■ WHAT THE TASK ASKS
For each statement, say yes or no on whether it agrees with the passage on the Fête de la Musique, and quote the words of the passage that decide it: (a) The Fête de la Musique was first held on June 21, 1982. (b) Maurice Fleuret was minister of Culture when he founded it. (c) This year, formal concerts were allowed up to 1,000 spectators.

■ TEXT PASSAGE
·····

The interior of Sées' 13th-century Cathedral of Notre Dame during a "spectacle son et lumière." "Les Musilumières" take place Saturdays at 10:30 p.m. in July and August.

Julien Loko is a French musician and songwriter with several awards and albums to his credit. He has acted in films and musical comedy. The Irish Pub Band is his latest inspiration, complete with waistcoat and sleeve garters. Here, he draws on a well-rooted French admiration for the Irish, perhaps a vestige of old loyalties from the days of the Battle of the Boyne, when Louis XIV half-heartedly financed the reconquest of Great Britain on behalf of his cousin, the deposed James II.

The playlist was Irish trad with a soupçon of 80s punk.

“That’s unlike any version of Molly Malone I have ever heard,” remarked my husband dryly.

Ah, but to hear the fiddle and the penny whistle of his native isle on the cobbled streets of Sées! The merry accompaniment of the accordion! Is the violinist’s muscular bow arm tattooed with writhing snakes? On s’en fiche!

To hear live music again was a moving experience. And to stroll outside in the long twilight of the longest day of the year, to stop at a bar for a sirop and une bière…to listen to the sound of voices talking and laughing in the gathering darkness…quel délice!

This is the way the Fete de la Musique was intended to roll, we thought to ourselves, as we ambled along the narrow main street that leads to the double-spired cathedral of Sées. Lit up for the evening, its twin lanterns glowed for miles around the countryside.

The Fête de la Musique was inaugurated on June 21, 1982. It was to be the midsummer’s eve of the amateur musician…of all those who love and should learn to love music, in the mind of its founder, Maurice Fleuret, then head of Music and Dance in the Ministère de la Culture.

Music was to be the bridge between the individual and the collective, the link between the citizen and the nation, the very incarnation of the new Socialist vision for France. François Mitterrand had been elected a year earlier, sweeping away post-war conservatism with promises of freedom, prosperity, higher wages and longer vacations for all. The first edition of la Fête de la Musique was about singing and dancing in the streets…creativity unbounded by the conservatoire and the concert hall…the cultural expression of a democracy in motion.

Postage stamp celebrates 1998's Fête de la Musique

“All I can say is, dieu merci Madame Bachelot forbade that sort of thing tonight. It’s supposed to be “faites de la musique” -- make music -- not destroy it,” commented my companion, showing an alarming lack of solidarity with the usual ebullient celebration of the summer solstice in France.

Madame Bachelot is the current minister of Culture. This year, the typical rave-parties and street dancing were discouraged – sometimes by the brusque intervention of les forces de l’ordre. Formal concerts were limited to less than 500 masked spectators “assis et responsibles.” As we noted, most cities chose to cancel. Complaints abounded. But so did sighs of relief.

·····

Data entries
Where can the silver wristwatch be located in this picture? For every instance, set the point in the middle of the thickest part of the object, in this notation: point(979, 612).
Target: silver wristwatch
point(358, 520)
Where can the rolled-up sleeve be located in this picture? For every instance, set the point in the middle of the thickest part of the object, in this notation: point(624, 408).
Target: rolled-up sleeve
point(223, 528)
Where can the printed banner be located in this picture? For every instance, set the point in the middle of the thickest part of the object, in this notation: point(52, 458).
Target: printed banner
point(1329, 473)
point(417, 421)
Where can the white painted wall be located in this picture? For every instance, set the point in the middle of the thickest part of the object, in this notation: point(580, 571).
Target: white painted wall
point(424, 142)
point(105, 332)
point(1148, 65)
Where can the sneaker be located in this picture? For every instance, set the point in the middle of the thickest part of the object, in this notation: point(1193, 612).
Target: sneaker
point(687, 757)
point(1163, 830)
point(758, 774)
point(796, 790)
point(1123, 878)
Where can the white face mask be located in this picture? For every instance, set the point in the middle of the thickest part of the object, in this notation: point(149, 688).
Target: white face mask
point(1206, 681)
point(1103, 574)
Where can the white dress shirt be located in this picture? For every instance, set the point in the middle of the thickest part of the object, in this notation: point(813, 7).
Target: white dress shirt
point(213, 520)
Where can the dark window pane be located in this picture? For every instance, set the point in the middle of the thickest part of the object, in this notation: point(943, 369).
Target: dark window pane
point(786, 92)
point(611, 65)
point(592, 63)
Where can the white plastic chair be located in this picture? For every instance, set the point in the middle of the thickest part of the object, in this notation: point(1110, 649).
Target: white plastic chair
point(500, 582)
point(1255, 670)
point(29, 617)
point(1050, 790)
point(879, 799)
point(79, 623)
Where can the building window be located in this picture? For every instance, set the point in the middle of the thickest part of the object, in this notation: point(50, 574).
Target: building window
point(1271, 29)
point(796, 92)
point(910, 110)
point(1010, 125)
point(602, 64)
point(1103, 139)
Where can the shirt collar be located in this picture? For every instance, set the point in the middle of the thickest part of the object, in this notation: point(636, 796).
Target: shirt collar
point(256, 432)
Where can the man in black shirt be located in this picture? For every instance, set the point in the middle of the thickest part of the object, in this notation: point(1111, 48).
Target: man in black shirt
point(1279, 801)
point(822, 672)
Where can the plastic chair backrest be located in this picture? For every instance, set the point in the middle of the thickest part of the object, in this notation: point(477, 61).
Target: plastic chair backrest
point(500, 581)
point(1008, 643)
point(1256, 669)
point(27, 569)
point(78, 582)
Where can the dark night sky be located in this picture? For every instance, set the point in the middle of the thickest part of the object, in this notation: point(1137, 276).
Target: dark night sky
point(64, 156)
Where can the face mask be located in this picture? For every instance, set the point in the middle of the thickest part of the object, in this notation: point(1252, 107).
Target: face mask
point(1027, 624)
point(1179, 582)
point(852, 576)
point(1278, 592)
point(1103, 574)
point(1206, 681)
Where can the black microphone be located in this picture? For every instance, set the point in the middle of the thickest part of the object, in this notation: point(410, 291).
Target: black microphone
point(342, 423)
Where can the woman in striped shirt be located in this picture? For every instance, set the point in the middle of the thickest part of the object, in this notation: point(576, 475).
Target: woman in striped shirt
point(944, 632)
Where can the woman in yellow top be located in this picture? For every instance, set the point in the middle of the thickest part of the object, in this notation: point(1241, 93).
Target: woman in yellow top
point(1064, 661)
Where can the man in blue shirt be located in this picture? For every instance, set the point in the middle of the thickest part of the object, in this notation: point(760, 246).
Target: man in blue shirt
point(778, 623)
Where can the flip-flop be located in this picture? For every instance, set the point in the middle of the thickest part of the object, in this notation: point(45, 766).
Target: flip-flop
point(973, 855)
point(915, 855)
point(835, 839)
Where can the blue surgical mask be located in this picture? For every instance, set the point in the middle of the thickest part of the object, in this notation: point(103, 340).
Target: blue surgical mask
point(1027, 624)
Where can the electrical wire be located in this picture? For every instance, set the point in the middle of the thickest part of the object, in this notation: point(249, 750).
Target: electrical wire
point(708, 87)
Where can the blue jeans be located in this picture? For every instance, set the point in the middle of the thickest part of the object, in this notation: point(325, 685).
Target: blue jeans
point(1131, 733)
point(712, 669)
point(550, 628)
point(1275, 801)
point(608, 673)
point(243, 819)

·····

■ SOLVED PROBLEM
(a) Yes: "The Fête de la Musique was inaugurated on June 21, 1982."
(b) No: "then head of Music and Dance in the Ministère de la Culture"
(c) No: "Formal concerts were limited to less than 500 masked spectators"